======== TEXTE SOURCE

L'industrie lourde et
l'infrastructure
Nous avons déjà attiré l'attention de nos
lecteurs sur le danger de parler trop exclusivement de canaux,
d'autoroutes et d'aciéries. Certes, l'attitude des gouvernements
belges en ces matières est irritante: la nullité des autostrades
en Wallonie, l'extrême lenteur dans la modernisation des voies
d'eau wallonnes, et puis l'affaire de Zelzate...
Mais il serait dangereux de croire, nous l'avons
signalé, qu'on sauvera la Wallonie avec des routes, des canaux
et des aciéries: le canal Albert existe depuis trente ans, et la
Campine, malgré sa forte natalité, ne s'industrialise guère.
L'autostrade Bruxelles-Ostende passe par Alost, Gand et Aalter,
qui n'en restent pas moins des régions d'économie faible, à
chômage élevé et croissance insignifiante. Quant à l'acier,
c'est le plus caractéristique de ces demi-produits auxquels la
Belgique (et a fortiori la Wallonie) ont accordé une place
beaucoup trop grande dans leur structure industrielle et dans
celle de leurs exportations.
Faut-il continuer à investir deux millions par
emploi dans des branches où les pays du Tiers-Monde peuvent nous
concurrencer dangereusement demain, à partir de sources de
matières premières et d'énergie plus favorables que celles dont
nous sommes tributaires ? Ne vaut-il pas mieux investir 400.000
francs par emploi dans l'industrie mécanique et la chimie fine?
Après tout, c'est à base d'exportations de machines et de
produits chimiques très élaborés, et non d'acier brut, que s'est
réalisé ce qu'on appelle le « miracle allemand » et l'expansion
de la France et de l'Italie du Nord depuis 1953. Ce n'est pas à
base d'engrais et de ronds à béton, ni même de tôles fines, que
nous rattraperons notre retard, mais en nous installant à notre
tour dans les activités modernes.
C'est pourquoi il est affligeant de voir
Flamands et Wallons se disputer un projet (Sidmar) qui, dans un
plan économique réaliste, devrait être classé en priorité 3 ou 4
! Il est proprement scandaleux de voir l'Etat unitaire qui a
toujours refusé d'avoir une politique sectorielle raisonnée,
lancer à brassées l'argent du contribuable dans l'escarcelle des
sidérurgistes, pour des investissements dont la rentabilité
capitaliste est très grande, et qui servent très peu l'intérêt
général.
Par ailleurs, mettre l'accent sur les routes,
les canaux, et sur l'aciérie Sidmar, comme on le fait encore
trop souvent du côté wallon, n'est-ce pas apporter de l'eau au
moulin anti-fédéraliste ? Car la grande infrastructure incombera
au pouvoir fédéral; et si les Flamands veulent Zelzate, ce n'est
pas le fédéralisme qui les empêchera de créer cette usine ! On
affirme, certes, que la Wallonie obtiendra plus facilement sa
juste part de travaux d'infrastructure d'un pouvoir central
réformé que du pouvoir central actuel. C'est à voir... Mais si
tel était l'objectif, la réforme dite du « Sénat géographique »

================

**CONSIGNE 1:**
Recopiez, s'il vous plaît, le passage du texte sur l'industrie lourde et l'infrastructure qui va de « Après tout, c'est » jusqu'à « les activités modernes. », bornes comprises.
**CONSIGNE 2:**
Reproduisez telles quelles les lignes fournies, depuis la toute première jusqu'à celle qui contient « point(407, 130) », cette dernière incluse.

======== LIGNES FOURNIES

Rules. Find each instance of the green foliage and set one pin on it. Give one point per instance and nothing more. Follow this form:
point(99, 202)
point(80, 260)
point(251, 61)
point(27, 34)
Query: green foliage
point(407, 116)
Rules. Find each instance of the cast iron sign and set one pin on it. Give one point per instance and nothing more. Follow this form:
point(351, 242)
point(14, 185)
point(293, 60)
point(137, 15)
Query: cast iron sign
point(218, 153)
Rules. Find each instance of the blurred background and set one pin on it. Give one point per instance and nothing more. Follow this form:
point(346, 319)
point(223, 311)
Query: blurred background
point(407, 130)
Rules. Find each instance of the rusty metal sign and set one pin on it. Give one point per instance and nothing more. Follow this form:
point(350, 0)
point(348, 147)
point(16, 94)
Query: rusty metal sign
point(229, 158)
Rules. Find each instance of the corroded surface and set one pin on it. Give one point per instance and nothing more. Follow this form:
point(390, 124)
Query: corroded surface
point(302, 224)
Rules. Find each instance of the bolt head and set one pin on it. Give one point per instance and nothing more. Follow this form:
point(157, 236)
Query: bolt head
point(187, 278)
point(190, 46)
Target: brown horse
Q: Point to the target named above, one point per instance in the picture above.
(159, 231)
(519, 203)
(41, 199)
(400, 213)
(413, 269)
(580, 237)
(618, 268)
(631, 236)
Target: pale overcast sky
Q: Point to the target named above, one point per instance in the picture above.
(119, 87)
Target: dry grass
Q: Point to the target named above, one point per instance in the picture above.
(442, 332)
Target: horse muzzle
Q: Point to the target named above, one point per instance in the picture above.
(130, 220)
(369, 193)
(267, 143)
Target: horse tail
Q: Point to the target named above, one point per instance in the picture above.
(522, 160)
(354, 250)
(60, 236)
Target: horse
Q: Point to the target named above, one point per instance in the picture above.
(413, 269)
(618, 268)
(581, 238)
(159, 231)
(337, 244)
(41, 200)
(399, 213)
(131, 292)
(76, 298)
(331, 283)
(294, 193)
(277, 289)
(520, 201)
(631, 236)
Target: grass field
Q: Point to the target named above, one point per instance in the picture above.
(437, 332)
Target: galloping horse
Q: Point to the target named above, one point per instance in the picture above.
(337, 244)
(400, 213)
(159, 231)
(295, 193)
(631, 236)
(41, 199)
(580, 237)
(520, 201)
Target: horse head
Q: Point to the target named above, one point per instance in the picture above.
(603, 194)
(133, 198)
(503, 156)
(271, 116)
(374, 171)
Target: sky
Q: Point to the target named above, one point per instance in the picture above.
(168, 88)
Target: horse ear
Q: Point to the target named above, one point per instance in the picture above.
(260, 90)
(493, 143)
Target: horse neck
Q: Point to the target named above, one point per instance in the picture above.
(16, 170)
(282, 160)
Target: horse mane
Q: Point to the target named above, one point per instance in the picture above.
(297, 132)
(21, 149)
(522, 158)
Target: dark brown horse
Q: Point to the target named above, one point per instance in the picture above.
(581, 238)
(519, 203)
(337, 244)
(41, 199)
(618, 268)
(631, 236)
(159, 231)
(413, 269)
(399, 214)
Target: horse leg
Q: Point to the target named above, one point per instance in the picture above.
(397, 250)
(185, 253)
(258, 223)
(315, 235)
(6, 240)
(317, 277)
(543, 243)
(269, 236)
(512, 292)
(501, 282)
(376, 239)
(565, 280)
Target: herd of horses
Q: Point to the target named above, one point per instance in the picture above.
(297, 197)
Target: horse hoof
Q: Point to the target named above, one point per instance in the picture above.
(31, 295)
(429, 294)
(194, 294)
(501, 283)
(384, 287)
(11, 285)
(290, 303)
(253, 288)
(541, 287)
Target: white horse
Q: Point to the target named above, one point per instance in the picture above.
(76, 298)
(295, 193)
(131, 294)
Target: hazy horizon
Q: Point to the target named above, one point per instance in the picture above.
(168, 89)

================

**RÉSULTAT OBTENU 1:**
Après tout, c'est à base d'exportations de machines et de
produits chimiques très élaborés, et non d'acier brut, que s'est
réalisé ce qu'on appelle le « miracle allemand » et l'expansion
de la France et de l'Italie du Nord depuis 1953. Ce n'est pas à
base d'engrais et de ronds à béton, ni même de tôles fines, que
nous rattraperons notre retard, mais en nous installant à notre
tour dans les activités modernes.

**RÉSULTAT OBTENU 2:**
Rules. Find each instance of the green foliage and set one pin on it. Give one point per instance and nothing more. Follow this form:
point(99, 202)
point(80, 260)
point(251, 61)
point(27, 34)
Query: green foliage
point(407, 116)
Rules. Find each instance of the cast iron sign and set one pin on it. Give one point per instance and nothing more. Follow this form:
point(351, 242)
point(14, 185)
point(293, 60)
point(137, 15)
Query: cast iron sign
point(218, 153)
Rules. Find each instance of the blurred background and set one pin on it. Give one point per instance and nothing more. Follow this form:
point(346, 319)
point(223, 311)
Query: blurred background
point(407, 130)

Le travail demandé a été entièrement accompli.